[start DATA EXCERPTS]

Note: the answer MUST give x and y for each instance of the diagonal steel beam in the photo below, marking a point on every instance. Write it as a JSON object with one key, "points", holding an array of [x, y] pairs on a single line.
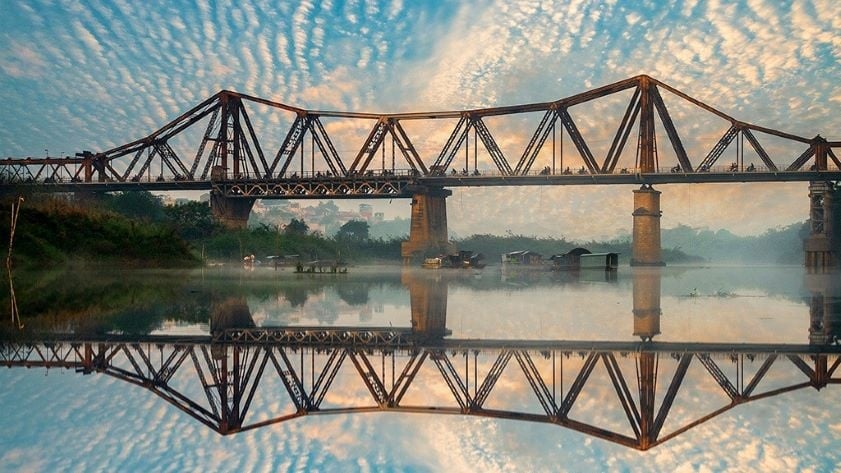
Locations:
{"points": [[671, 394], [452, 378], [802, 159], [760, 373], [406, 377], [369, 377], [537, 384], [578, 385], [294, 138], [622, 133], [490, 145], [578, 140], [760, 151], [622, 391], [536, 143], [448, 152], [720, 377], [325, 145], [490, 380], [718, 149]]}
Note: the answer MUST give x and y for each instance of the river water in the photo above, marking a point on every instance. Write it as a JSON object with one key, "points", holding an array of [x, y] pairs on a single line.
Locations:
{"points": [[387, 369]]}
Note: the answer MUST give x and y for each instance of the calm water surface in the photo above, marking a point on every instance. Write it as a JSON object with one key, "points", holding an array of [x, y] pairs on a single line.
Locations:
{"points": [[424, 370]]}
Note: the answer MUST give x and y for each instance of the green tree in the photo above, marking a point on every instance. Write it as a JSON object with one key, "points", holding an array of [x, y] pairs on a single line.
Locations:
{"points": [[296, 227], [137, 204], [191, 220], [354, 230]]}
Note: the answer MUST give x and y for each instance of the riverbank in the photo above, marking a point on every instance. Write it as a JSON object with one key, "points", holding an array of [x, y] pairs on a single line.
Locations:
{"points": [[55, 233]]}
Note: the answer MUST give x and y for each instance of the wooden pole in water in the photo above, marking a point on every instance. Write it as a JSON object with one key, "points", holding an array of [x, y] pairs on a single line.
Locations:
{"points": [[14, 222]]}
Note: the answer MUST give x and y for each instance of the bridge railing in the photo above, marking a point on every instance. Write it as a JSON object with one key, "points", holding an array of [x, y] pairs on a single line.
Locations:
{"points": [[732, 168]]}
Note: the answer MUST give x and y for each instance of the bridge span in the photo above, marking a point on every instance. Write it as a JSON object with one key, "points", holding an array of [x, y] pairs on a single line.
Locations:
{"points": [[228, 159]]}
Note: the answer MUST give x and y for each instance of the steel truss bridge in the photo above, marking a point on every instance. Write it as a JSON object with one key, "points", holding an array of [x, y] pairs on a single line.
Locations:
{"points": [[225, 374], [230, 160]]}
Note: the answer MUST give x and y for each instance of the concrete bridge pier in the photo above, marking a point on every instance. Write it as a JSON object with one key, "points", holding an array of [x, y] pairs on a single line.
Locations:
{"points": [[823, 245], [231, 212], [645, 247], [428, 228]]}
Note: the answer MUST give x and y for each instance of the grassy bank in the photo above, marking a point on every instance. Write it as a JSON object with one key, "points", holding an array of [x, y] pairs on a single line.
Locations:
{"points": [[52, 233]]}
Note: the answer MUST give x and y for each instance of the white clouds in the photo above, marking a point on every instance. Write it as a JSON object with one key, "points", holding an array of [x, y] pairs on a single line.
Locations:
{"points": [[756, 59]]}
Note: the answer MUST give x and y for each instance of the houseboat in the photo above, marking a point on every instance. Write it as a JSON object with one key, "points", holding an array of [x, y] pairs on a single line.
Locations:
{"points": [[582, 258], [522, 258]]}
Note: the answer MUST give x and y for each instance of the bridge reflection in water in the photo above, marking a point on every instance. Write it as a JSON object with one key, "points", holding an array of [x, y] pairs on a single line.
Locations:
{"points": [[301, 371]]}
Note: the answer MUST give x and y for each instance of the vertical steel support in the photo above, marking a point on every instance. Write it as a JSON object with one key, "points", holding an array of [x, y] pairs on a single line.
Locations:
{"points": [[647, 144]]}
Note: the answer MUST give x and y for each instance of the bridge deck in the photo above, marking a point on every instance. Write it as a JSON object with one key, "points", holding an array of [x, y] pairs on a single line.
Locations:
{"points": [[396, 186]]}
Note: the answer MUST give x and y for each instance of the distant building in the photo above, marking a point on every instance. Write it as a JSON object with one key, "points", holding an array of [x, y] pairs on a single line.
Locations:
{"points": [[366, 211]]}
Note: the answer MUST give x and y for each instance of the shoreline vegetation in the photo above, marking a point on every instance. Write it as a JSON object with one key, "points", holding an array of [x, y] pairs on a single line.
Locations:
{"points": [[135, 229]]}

[end DATA EXCERPTS]

GIVEN EXERCISE | Format all of the material above as a JSON list of strings, one string per line, skipping blank lines and leaving out the pictures.

ANSWER TO THIS EXERCISE |
[
  "Note: the answer MUST give x and y for each instance of the diagonal steel beam in the photo below, marking a point on every instance. Write it as a JSON object with one key, \"points\", holding an array of [x, y] pairs on a single line.",
  "Locations:",
  "{\"points\": [[671, 394], [452, 378], [802, 159], [760, 373], [406, 377], [369, 377], [537, 384], [578, 385], [294, 138], [622, 133], [490, 145], [578, 140], [760, 151], [622, 391], [536, 143], [448, 152], [720, 377], [325, 145], [490, 380], [718, 149]]}",
  "Note: the answer MUST give x and y for each instance of the river water in the photo above, marking a point on every instance. Write it as a JSON object with one key, \"points\", holding an array of [x, y] pairs on a single line.",
  "Locations:",
  "{\"points\": [[387, 369]]}",
  "Note: the answer MUST give x and y for each instance of the calm water surface in the photo above, marking a point on every instance. Write it as a JSON object with one key, \"points\", holding an array of [x, y] pairs on a single line.",
  "Locations:",
  "{\"points\": [[424, 370]]}",
  "Note: the answer MUST give x and y for each instance of the green tree in the photo above, marking a point on every instance. Write it as a JSON object with one key, \"points\", holding an array of [x, y] pairs on a single line.",
  "Locations:",
  "{\"points\": [[296, 227], [137, 204], [191, 220], [354, 230]]}",
  "Note: the answer MUST give x and y for each instance of the riverbank in the photo above, marking a point on every instance. Write it as a JSON object with one key, \"points\", holding an array of [x, y] pairs on a single line.",
  "Locations:",
  "{\"points\": [[55, 233]]}",
  "Note: the answer MUST give x and y for each instance of the wooden pole in water in the photo above, marking a point on every instance. Write it as a JSON object with one key, \"points\", holding an array of [x, y] pairs on a single line.",
  "Locations:",
  "{\"points\": [[14, 222]]}",
  "Note: the answer MUST give x and y for each instance of the bridge railing in the photo above, marking a point on every instance. Write it as a JSON object with one key, \"points\", holding an array of [x, y] pairs on a single line.",
  "Locations:",
  "{\"points\": [[732, 168]]}",
  "Note: the answer MUST give x and y for each instance of the bridge span in the photo above, marking a point on every instance. Write it as a JSON object with one key, \"points\", holding an array of [x, y] pairs on a single line.",
  "Locations:",
  "{\"points\": [[228, 159]]}",
  "Note: the answer MUST give x and y for each instance of the steel truss bridge in the photo above, marking a point on every instance. Write it as a JSON object with one key, \"points\", holding an array of [x, y] pairs on a single line.",
  "Locations:",
  "{\"points\": [[225, 374], [230, 160]]}",
  "Note: the answer MUST give x and y for each instance of the concrete bridge pier in the photo above, marking a point on every instance. Write it as a JSON object with one key, \"points\", holding an array of [x, y] pairs on a single line.",
  "Locations:",
  "{\"points\": [[823, 245], [231, 212], [645, 247], [428, 228]]}",
  "Note: the answer MUST give x and y for each instance of the grassy bank in the photo above, marking a point on every instance. Write it as a JSON object with one key, \"points\", holding an array of [x, y] pairs on a single line.",
  "Locations:",
  "{\"points\": [[52, 233]]}",
  "Note: the answer MUST give x and y for each instance of the white clouds in the photo above, marking a point on every instance. Write it as a JSON object with one key, \"points\", holding an array of [x, y] pairs on a single line.",
  "Locations:",
  "{\"points\": [[756, 59]]}",
  "Note: the answer MUST give x and y for each instance of the houseboat in the photo above, marking a point on every instance. Write it as a JSON object with one key, \"points\", holding an array of [x, y] pairs on a single line.",
  "Locations:",
  "{\"points\": [[582, 258], [522, 258]]}",
  "Note: the answer MUST give x and y for each instance of the bridge reflection in water in the photo above, marking a point on every instance. Write it as a JSON object with one key, \"points\", holding an array of [x, y] pairs on a single line.",
  "Locations:",
  "{\"points\": [[301, 371]]}",
  "Note: the answer MUST give x and y for each instance of the vertical steel support in the photo above, marking a point on every instance. Write it as a JSON object with one key, \"points\", holding an array of [x, y] pairs on a single line.",
  "Locations:",
  "{\"points\": [[647, 144]]}",
  "Note: the answer MUST give x and y for each instance of the bridge deck in the photo above, marking a point on every instance. Write it as a JSON object with one key, \"points\", holding an array of [x, y] pairs on a single line.",
  "Locations:",
  "{\"points\": [[396, 186]]}",
  "Note: the answer MUST give x and y for each instance of the distant building in the photo above, marking a point on every instance. Write it as a JSON object with one key, \"points\", holding an array of [x, y] pairs on a single line.",
  "Locations:",
  "{\"points\": [[366, 211]]}",
  "Note: the answer MUST give x and y for each instance of the shoreline vegetation in the photo above, marking a point on every instance. Write it as a JSON object with one key, \"points\", holding an array of [x, y] pairs on a single line.",
  "Locations:",
  "{\"points\": [[135, 229]]}"
]